**RECORDED INFORMATION**.

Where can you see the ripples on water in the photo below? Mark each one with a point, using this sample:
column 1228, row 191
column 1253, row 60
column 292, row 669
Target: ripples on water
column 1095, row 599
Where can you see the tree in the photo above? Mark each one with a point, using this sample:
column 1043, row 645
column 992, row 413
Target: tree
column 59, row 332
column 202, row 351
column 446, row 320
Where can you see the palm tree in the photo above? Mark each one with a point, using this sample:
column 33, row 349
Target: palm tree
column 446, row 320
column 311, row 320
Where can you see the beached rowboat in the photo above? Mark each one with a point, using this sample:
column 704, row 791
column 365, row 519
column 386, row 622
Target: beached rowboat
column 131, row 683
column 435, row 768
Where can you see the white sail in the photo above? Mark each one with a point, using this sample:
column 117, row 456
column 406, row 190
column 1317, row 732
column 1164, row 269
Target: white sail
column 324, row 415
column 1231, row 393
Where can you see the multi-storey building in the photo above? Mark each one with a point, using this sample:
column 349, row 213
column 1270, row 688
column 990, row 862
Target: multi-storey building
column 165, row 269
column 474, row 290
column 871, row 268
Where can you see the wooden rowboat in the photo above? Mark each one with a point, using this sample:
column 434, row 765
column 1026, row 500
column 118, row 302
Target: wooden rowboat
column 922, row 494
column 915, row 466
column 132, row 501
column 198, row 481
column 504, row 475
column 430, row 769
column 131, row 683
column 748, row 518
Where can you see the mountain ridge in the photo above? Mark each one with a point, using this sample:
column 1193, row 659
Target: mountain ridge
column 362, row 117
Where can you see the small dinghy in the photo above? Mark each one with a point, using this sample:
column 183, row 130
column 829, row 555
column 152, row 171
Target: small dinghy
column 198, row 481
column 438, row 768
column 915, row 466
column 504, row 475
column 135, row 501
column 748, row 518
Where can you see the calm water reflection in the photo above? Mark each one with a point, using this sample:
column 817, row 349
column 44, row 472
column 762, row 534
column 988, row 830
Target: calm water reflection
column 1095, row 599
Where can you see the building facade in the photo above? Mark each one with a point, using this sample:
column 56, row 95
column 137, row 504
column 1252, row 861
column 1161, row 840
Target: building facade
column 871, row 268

**WHAT THE TASK ASKS**.
Rewrite the records above with every "Target" changed to "Object", leaving everything else as it is.

**EXERCISE ANSWER**.
Where can you see the ripples on water in the photo below? Mark each one with a point, using this sample:
column 1228, row 191
column 1253, row 60
column 292, row 669
Object: ripples on water
column 1095, row 599
Where can you see the tree in the photo above? Mark each one with a point, using this sample:
column 1043, row 645
column 992, row 413
Object: tree
column 59, row 332
column 202, row 351
column 446, row 320
Where can you see the palm tree in the photo above? Mark each one with a point, using this sample:
column 33, row 349
Object: palm tree
column 446, row 320
column 311, row 320
Where can you see the beached rowboat in the photo above? Mark each one with a point, using this sample:
column 704, row 791
column 365, row 519
column 386, row 622
Object: beached rowboat
column 131, row 683
column 435, row 768
Where can you see the white sail in the photo above? Mark each one with a point, using this sample:
column 117, row 456
column 406, row 190
column 1317, row 732
column 1164, row 269
Object: white sail
column 324, row 415
column 1231, row 393
Where can you see the multi-storey building in the photo above? Mark each one with a point, using this sample:
column 349, row 213
column 1270, row 688
column 990, row 862
Object: multi-storey building
column 165, row 269
column 474, row 290
column 871, row 268
Where can you see the wooden rowboat in the photo above? Mark each one with a point, using this sample:
column 434, row 765
column 1026, row 500
column 118, row 302
Object: wooden rowboat
column 922, row 494
column 915, row 466
column 132, row 501
column 198, row 481
column 504, row 475
column 430, row 769
column 131, row 683
column 748, row 518
Where can you see the mountain ridge in the photo above? Mark each one with a point, using this sample:
column 1193, row 659
Object: mountain ridge
column 362, row 117
Where can you see the small dinghy in the photo above? Mark each one with a point, using this sample:
column 183, row 130
column 829, row 555
column 152, row 171
Object: small dinghy
column 198, row 481
column 438, row 768
column 915, row 466
column 504, row 475
column 135, row 501
column 748, row 518
Where can you see the calm water reflection in the photo above? Mark each one with a point, using this sample:
column 817, row 349
column 44, row 472
column 762, row 534
column 988, row 830
Object: calm water reflection
column 1095, row 599
Where can you see the building facade in the photo above? Mark each one with a point, using this sample:
column 56, row 95
column 137, row 504
column 1252, row 861
column 1161, row 840
Object: building facade
column 871, row 268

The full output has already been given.